## Instructions for the task
Pick up the passage on William Holman Hunt's painting of the sheltered missionary and continue it from its last sentence.

## Given passage
☆ ☆ ☆ ☆
William Holman Hunt: A Converted British Family Sheltering a Christian Missionary from the Persecution of the Druids, 1849–1850

Two missionaries are fleeing a murderous mob. A Druid priest whips up the frenzy, for we are in ancient, heathen Britain, a land of megaliths and human sacrifice. Racing across the greensward, the natives are just catching up with one chasuble-clad Christian, but the other—and here we enter the picture proper—has sought refuge in the riverbank hut of a convert family. That wooden shack opens up before us, a shallow box almost coextensive with the four-foot-seven-inch-wide canvas. The hue and cry on the plains beyond can only be glimpsed through a horizontal strip of window and two other upright strips, running either side of a door held ajar by the missionary’s defenders.

He and they fill up the hut, packing rigidly into its corners like a human truss frame. The artist, William Holman Hunt, has scrutinized the nine figures exhaustively. Just as he fixes on the physical minutiae of an earthenware bowl, bark peeling from a birch post, and rushes rising from the stream, he examines the spread of robes and flesh stitch by stitch, vein by nail. The remorselessness of his attention is at one with the fierce sunlight to which the hut’s contents are exposed: it is half as if the stricken missionary has collapsed beneath that glare. But equally, his lot might be the painter’s own: for both, it is plain, are men of zeal, and such faith as theirs can never come easy, here in truth-resistant Britain.
☆ ☆ ☆ ☆
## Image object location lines
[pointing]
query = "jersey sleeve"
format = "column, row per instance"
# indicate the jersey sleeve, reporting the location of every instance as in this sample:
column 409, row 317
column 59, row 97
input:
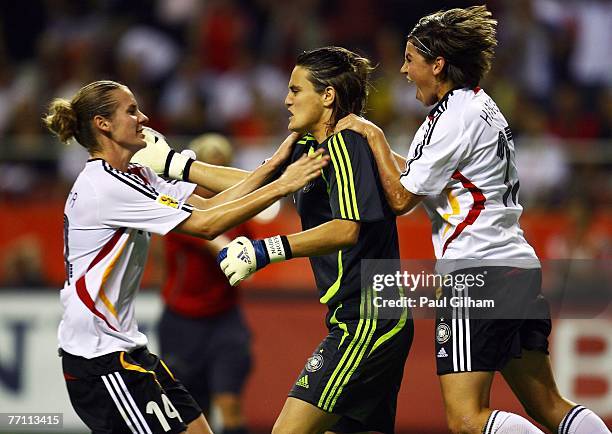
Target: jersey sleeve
column 130, row 200
column 180, row 190
column 436, row 157
column 352, row 182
☆ ☆ ☆ ☆
## Task result
Holman Hunt was just twenty-three in 1850, the year that London’s Royal Academy exhibited A Converted British Family Sheltering a Christian Missionary from the Persecution of the Druids. In his canvas, begun the previous summer, a fervor generated among a tiny group of ardent young Londoners pulses out at maximum intensity. The name adopted by this group, which included Hunt’s friends John Everett Millais and Dante Gabriel Rossetti, would come however to designate a vast, three-decade swathe of nineteenth-century visual culture, embracing artists as radically dissimilar as Ford Madox Brown and Edward Burne-Jones.

As a result the curators of “Pre-Raphaelites: Victorian Avant-Garde,” Tate Britain’s new survey of the phenomenon, face a daunting challenge of organization. This they resolve magnificently. The exhibition is not only compendious, bringing together almost every major innovative painting of mid-nineteenth-century Britain along with work in a host of other media. It is provocative. It throws aside hackneyed approaches to an often derided phase of cultural history and comes up with something fresh. Recasting the group as an “avant-garde” turns out to make very good sense. At the same time, in saluting the Pre-Raphaelites’ investment in modern tendencies, the show returns us to their ongoing angularity. For somehow, the works of Hunt and his associates still have it in them to make viewers wince.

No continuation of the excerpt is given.